◆ DIRECTIONS
In the Loogle passage, what does a search for the lemma name substring "differ" return?

Loogle searches Lean and Mathlib definitions and theorems.

You can use Loogle from within the Lean4 VSCode language extension using the Loogle command from the command palette. You can also try the #loogle command from LeanSearchClient, the CLI version, the Loogle VS Code extension, the lean.nvim integration or the Zulip bot.

Usage

Loogle finds definitions and lemmas in various ways:

1. By constant:
   🔍 Real.sin
   finds all lemmas whose statement somehow mentions the sine function.

2. By lemma name substring:
   🔍 "differ"
   finds all lemmas that have "differ" somewhere in their lemma name.

3. By subexpression:
   🔍 _ * (_ ^ _)
   finds all lemmas whose statements somewhere include a product where the second argument is raised to some power.

Dataset rows
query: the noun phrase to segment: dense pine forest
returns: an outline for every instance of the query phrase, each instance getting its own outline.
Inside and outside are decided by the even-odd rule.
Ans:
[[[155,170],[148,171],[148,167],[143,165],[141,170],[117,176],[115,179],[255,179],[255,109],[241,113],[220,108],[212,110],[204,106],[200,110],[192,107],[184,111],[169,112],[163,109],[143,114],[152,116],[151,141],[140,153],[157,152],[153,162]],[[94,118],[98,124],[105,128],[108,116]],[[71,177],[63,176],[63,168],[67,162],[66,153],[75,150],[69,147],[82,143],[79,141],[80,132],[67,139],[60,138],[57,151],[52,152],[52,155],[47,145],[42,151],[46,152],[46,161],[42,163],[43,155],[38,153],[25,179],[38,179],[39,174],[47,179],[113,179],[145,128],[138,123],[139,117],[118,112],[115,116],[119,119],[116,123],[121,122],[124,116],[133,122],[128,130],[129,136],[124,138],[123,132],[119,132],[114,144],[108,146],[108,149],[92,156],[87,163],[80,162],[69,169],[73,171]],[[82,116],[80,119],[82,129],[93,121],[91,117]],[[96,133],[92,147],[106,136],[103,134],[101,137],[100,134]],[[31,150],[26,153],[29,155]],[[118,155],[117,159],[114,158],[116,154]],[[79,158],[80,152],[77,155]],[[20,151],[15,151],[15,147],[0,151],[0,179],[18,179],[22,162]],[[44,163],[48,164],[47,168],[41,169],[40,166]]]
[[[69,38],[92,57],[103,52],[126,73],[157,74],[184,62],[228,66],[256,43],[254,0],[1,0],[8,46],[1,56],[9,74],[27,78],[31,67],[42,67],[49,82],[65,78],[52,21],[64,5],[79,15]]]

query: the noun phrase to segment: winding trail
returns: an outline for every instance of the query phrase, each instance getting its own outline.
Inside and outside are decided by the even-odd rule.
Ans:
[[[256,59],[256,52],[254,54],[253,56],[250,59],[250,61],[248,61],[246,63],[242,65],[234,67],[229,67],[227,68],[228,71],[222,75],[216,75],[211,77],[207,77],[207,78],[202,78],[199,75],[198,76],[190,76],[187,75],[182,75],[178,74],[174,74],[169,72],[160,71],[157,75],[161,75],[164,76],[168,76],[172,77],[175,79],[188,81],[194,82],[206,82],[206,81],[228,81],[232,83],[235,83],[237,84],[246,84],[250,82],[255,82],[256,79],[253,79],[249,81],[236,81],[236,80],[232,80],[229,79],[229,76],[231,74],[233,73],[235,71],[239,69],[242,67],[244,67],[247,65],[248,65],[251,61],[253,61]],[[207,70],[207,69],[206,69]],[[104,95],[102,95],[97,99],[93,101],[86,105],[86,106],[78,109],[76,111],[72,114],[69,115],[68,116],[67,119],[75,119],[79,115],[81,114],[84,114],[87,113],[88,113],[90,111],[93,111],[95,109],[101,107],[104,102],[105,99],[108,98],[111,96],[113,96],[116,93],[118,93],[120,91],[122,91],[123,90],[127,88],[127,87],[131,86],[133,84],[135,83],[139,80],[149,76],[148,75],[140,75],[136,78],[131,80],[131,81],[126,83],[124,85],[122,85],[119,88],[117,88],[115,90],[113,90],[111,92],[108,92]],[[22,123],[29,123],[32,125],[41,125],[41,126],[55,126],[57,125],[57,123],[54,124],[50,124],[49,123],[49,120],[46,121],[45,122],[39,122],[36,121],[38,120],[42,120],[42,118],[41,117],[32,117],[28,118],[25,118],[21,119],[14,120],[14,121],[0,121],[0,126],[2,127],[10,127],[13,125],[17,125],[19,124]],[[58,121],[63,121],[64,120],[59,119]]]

◆ FINISHED TASK
It finds all lemmas that have "differ" somewhere in their lemma name.